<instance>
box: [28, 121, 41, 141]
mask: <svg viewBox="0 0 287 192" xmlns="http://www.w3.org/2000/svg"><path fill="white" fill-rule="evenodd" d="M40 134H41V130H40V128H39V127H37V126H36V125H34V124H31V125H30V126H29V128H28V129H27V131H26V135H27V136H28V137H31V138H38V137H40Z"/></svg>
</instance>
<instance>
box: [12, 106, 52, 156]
* * *
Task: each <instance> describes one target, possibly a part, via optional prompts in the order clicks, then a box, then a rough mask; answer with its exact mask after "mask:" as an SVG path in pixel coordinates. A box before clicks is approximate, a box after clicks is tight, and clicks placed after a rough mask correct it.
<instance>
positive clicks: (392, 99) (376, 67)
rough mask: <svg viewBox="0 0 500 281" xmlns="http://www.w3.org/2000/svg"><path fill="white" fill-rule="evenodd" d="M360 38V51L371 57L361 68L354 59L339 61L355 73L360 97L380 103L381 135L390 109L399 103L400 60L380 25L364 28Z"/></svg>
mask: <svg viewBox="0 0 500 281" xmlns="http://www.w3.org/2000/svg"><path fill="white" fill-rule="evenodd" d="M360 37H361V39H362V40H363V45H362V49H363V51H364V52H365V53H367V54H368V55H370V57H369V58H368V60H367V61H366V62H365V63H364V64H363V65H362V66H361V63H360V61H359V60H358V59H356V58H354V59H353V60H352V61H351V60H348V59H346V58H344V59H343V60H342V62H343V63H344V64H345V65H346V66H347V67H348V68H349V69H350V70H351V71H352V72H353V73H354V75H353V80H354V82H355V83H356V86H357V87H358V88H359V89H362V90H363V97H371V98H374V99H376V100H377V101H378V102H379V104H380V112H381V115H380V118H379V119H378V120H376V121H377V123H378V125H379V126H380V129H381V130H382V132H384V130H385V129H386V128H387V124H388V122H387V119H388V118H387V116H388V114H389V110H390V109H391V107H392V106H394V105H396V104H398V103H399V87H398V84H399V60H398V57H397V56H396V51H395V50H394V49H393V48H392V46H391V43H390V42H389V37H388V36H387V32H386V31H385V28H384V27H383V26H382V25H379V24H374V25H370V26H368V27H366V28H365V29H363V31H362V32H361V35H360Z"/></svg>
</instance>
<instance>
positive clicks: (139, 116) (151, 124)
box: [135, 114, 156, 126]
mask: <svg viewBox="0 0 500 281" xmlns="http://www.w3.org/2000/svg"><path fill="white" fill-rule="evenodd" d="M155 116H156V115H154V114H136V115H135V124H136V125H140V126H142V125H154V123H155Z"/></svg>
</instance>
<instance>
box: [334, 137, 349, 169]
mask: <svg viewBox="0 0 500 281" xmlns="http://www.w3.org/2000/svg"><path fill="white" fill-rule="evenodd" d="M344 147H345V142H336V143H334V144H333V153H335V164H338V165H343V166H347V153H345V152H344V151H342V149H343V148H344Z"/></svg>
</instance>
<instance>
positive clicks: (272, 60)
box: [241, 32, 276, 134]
==
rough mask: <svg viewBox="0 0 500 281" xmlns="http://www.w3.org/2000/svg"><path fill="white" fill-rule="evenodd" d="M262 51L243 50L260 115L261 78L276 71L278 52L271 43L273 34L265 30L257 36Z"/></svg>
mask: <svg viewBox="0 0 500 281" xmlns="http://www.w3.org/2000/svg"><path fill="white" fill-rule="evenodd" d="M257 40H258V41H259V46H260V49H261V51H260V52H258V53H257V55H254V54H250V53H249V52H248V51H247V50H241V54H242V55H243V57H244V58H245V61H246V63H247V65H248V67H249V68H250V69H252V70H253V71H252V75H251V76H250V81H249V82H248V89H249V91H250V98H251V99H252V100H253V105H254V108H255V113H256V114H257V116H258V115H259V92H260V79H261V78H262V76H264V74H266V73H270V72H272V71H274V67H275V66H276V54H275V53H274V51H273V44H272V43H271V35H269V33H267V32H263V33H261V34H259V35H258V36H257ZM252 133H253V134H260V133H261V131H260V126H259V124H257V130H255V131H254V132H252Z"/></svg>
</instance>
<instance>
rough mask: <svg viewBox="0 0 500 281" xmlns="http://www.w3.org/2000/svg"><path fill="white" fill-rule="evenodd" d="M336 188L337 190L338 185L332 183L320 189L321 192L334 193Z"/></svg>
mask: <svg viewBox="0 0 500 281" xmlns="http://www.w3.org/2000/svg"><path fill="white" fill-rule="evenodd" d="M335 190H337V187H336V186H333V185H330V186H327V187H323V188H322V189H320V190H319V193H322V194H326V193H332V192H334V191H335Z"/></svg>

**Problem to work on**
The expected output is exactly the lines of the listing above between the line holding "box: [28, 121, 41, 141]" and the line holding "box: [12, 106, 52, 156]", inclusive.

**Answer to the problem**
box: [28, 121, 41, 141]
mask: <svg viewBox="0 0 287 192" xmlns="http://www.w3.org/2000/svg"><path fill="white" fill-rule="evenodd" d="M40 134H41V130H40V128H39V127H37V126H36V125H34V124H31V125H30V126H29V128H28V129H27V131H26V135H27V136H28V137H31V138H38V137H40Z"/></svg>
</instance>
<instance>
box: [12, 106, 52, 156]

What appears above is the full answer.